• _Der Text_
☆ ☆ ☆
Marx hatte wohl auch Recht darin, dass die Ursache für die miserable Lage der Arbeiter im 19. Jahrhundert in den Produktions- und Eigentumsverhältnissen lag und bis heute liegen kann, dass der Interessenkonflikt bei einer Verhärtung zum Kampf führen muss und dass Kämpfe um Eigentum kein Kinderspiel sind.

Es stimmt wohl auch, dass die seinerzeit aufgekommene soziale Frage eine Verteilungsfrage ist - wobei Marx eher die Verteilung der Produktionsmittel in den Fokus nahm, während heute eher die des Kapitals selbst debattiert wird - siehe etwa Thomas Piketty: "Das Kapital im 21. Jahrhundert".

Überzogen hat Marx sicherlich mit vielen seiner Prognosen und mit der Behauptung der Naturgesetzlichkeit seiner Thesen. Verübeln kann man ihm das allerdings nicht. Spätestens nach dem Erscheinen von Darwins Evolutionstheorie im Jahr 1864 war das 19. Jahrhundert berauscht von Technik und Naturgesetzen und der vermeintlichen Erkennbarkeit aller Dinge; und die von Marx mit ermöglichte "Kritische Theorie" war noch lange nicht in Sicht.

Die Gewissensfrage der Industriealisierung

So sah Marx nur Zwänge, keine frei handelnden Subjekte, denn er hatte die damaligen Arbeiter vor Augen. Sein Ziel war es zu beweisen, dass sie es sind, die Wert schaffen, den Kapitalisten sich in ungerechtfertigter Höhe aneignen. Er wollte die Position der Besitzlosen stärken. Was er nicht vor Augen hatte, waren doch etwas freiere Arbeiter in einer kapitalistischen Demokratie.

Was er damit aber auch in moralischer Hinsicht tat, ist von bleibendem Wert: Denn er hat dem Bürgertum die Gewissenfrage seiner bürgerlichen industriellen Revolution gestellt und den Finger in eine damals klaffende und bis heute nicht geschlossene Wunde gelegt.
☆ ☆ ☆
• _Angezeigte Angaben_

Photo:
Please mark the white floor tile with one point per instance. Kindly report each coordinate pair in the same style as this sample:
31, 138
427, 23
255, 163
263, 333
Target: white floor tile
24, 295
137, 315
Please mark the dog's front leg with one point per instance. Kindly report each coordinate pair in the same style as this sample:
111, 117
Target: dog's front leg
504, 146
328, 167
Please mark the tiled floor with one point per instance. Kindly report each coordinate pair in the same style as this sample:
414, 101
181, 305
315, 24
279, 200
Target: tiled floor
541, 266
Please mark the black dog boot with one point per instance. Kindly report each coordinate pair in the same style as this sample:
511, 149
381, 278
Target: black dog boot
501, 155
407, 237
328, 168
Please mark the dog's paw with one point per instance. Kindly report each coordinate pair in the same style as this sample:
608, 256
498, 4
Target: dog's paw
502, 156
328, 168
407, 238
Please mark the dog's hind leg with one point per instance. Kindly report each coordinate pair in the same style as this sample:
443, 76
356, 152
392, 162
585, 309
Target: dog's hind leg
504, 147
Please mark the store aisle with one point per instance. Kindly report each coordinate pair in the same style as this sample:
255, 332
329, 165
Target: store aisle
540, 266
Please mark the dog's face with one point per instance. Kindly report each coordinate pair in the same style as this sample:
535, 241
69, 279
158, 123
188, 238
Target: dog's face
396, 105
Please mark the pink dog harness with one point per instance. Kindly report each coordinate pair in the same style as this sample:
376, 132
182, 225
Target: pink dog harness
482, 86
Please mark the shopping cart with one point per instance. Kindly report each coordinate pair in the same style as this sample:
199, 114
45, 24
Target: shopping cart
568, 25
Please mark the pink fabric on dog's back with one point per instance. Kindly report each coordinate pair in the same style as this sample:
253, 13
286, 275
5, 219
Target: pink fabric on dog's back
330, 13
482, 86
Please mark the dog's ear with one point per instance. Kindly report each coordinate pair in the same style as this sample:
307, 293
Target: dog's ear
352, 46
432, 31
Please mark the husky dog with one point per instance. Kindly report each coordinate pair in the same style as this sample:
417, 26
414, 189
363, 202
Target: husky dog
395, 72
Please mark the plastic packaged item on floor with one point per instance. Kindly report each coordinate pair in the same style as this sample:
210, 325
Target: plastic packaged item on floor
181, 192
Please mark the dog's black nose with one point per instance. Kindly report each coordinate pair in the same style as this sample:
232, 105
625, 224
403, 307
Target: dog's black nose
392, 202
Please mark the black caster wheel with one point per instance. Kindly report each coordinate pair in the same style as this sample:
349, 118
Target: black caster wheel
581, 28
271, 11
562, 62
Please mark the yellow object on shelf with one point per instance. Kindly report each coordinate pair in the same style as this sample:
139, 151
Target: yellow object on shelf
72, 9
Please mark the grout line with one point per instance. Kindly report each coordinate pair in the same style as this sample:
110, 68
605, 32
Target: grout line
☆ ☆ ☆
• _Deine Aufgaben_
1. Warum kann man Marx laut dem Text über Marx seine überzogenen Prognosen und die Behauptung, seine Thesen seien naturgesetzlich, nicht verübeln?
2. Beantworte kurz diese Fragen zum Text über Marx:
(a) Welches Buch nennt der Text als Beispiel dafür, dass heute eher die Verteilung des Kapitals debattiert wird?
(b) Wessen Position wollte Marx stärken?
(c) Wem hat Marx die Gewissensfrage der bürgerlichen industriellen Revolution gestellt?
3. Kopiere aus dem Text über Marx den Abschnitt von "Was er damit" bis einschließlich "geschlossene Wunde gelegt." wortgetreu.

• _Lösungen_
1. Das 19. Jahrhundert war spätestens nach dem Erscheinen von Darwins Evolutionstheorie berauscht von Technik, Naturgesetzen und der vermeintlichen Erkennbarkeit aller Dinge. Die „Kritische Theorie“ war damals noch lange nicht in Sicht.

2.
(a) „Das Kapital im 21. Jahrhundert“ von Thomas Piketty
(b) Die Position der Besitzlosen
(c) Dem Bürgertum

3.
Was er damit aber auch in moralischer Hinsicht tat, ist von bleibendem Wert: Denn er hat dem Bürgertum die Gewissenfrage seiner bürgerlichen industriellen Revolution gestellt und den Finger in eine damals klaffende und bis heute nicht geschlossene Wunde gelegt.